Большим уважением и любовью, чем тот отдел человечества, что строит города и обогащает рынки, пользуются поэты. Они из лона духовного царства питают наше мышление и воображение мыслями и образами, которые возносят людей выше мира хлеба и денег, утешают их в ежедневных недочетах, в мелочности труда и торга. Высокую цену имеет и философ, этот возбудитель умственных сил труженика, который, завлекая своими тонкостями, знакомит его с новыми способностями. Пускай другие строят города: он постигнет их смысл и придаст им высокое значение. Есть люди еще другого разряда — это вожди наши в иную область: в мир нравственности или воли. Все замечательное в этой области дум составляет их принадлежность, и малейшее проявление чувства правоты получает в глазах их первенство над всем прочим. Так и должно быть: я могу поэтизировать все на свете, но нравственное сознание поэтизирует самого меня. Я часто думал о том, какую огромную услугу оказал бы новейшей критике тот, кто провел бы параллель отношений, существующих между Шекспиром и Сведенборгом. Человеческий дух вечно стоит в тоскливом раздумье: он требует ума, он требует святости и испытывает равную досаду, когда ему предлагают одно без другого. Способный соединить их обоих еще не явился. Утомленные святошами, мы обращаемся к Шекспиру как к прибежищу. Но в настоящее время самые инстинктивные побуждения научают нас, что разрешение задачи сущности бытия должно брать перевес над всеми прочими и что на вопросы: Откуда? Зачем? Куда? — следует отвечать жизнью, а не книгами. Драма или поэма отвечают на них приблизительно или косвенно; но Мену, но Зороастр, но Моисей состязаются именно с этою задачею. Сфера нравственного сознания есть область такого величия, которое низводит до игрушек все наше материальное великолепие, а между тем, пред каждым нищим, имеющим рассудок, растворяет дверь во вселенную. Оно с почти неудержимою торопливостью клонит человека под свое владычество. Вот что сказано на языке корана: «Аллах изрек: Небо, земля и все, что лежит между ними, думаете вы сотворено нами в шутку, и вы не возвратитесь к нам?» Такое сознание основывает господство воли, вдохновляя волю, — это коренное начало личности, оно будто претворяет в нее целую вселенную.

«И Царства существ не преклонятся никому другому; они не только твои, но все они — Ты».

Выше всех людей стоит праведник. Коран делает большое различие между человеком добрым по природе и между человеком добра, имеющим влияние на других. Он произнес, что этот род людей есть цель создания, а что прочие приняты на пир бытия, как причисленные к их свите. То же говорит и персидский поэт душе подобного свойства:

Смелей иди вперед! вкушай на пире жизни:

Ты — приглашенный гость, — допущены другие.

Задания
**A.** Ответьте по извлечённому тексту на вопросы:
(i) Между какими двумя фигурами, по тексту, стоило бы провести параллель отношений?
(ii) Кто, согласно тексту, стоит выше всех людей?
(iii) Чем следует отвечать на вопросы «Откуда? Зачем? Куда?»?
**B.** Согласуются ли с извлечённым текстом эти утверждения? На каждое ответьте «да» или «нет» и приведите решающие слова текста.
(i) Философ придаёт городам высокое значение.
(ii) Человек, способный соединить ум и святость, уже явился.
(iii) Утомлённые святошами, мы ищем прибежища у Моисея.
**C.** Перепишите часть извлечённого текста, заменив «праведник» на «мудрец». Начните со слов «Выше всех людей», закончите словами «гость, — допущены другие.».

Материал

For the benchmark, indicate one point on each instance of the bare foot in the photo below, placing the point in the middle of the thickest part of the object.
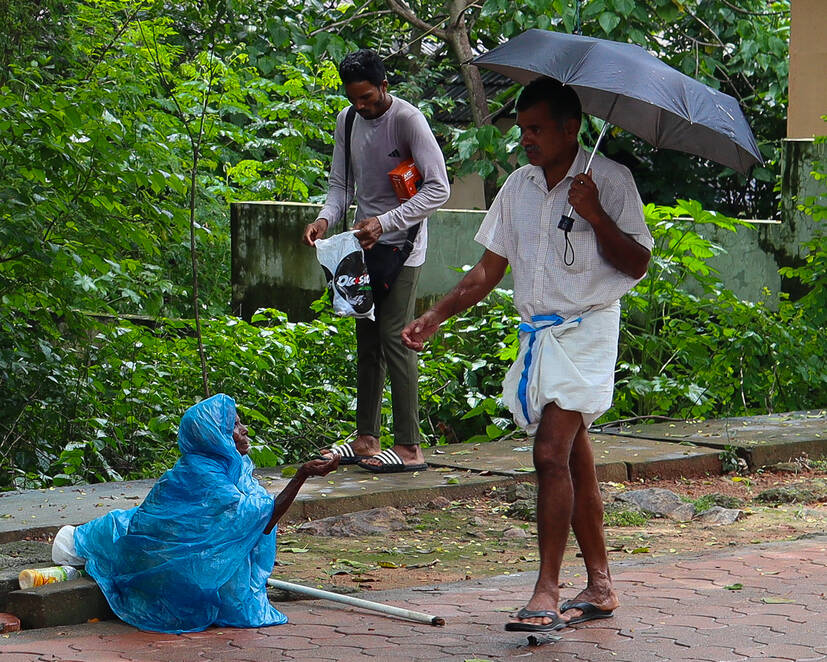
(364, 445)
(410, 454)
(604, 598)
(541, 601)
* * *
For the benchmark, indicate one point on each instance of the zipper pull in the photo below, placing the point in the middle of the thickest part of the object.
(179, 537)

Ответы
**A.**
(i) Между Шекспиром и Сведенборгом.
(ii) Праведник.
(iii) Жизнью, а не книгами.

**B.**
(i) Да: «он постигнет их смысл и придаст им высокое значение».
(ii) Нет: «Способный соединить их обоих еще не явился».
(iii) Нет: «Утомленные святошами, мы обращаемся к Шекспиру как к прибежищу».

**C.**
Выше всех людей стоит мудрец. Коран делает большое различие между человеком добрым по природе и между человеком добра, имеющим влияние на других. Он произнес, что этот род людей есть цель создания, а что прочие приняты на пир бытия, как причисленные к их свите. То же говорит и персидский поэт душе подобного свойства:

Смелей иди вперед! вкушай на пире жизни:

Ты — приглашенный гость, — допущены другие.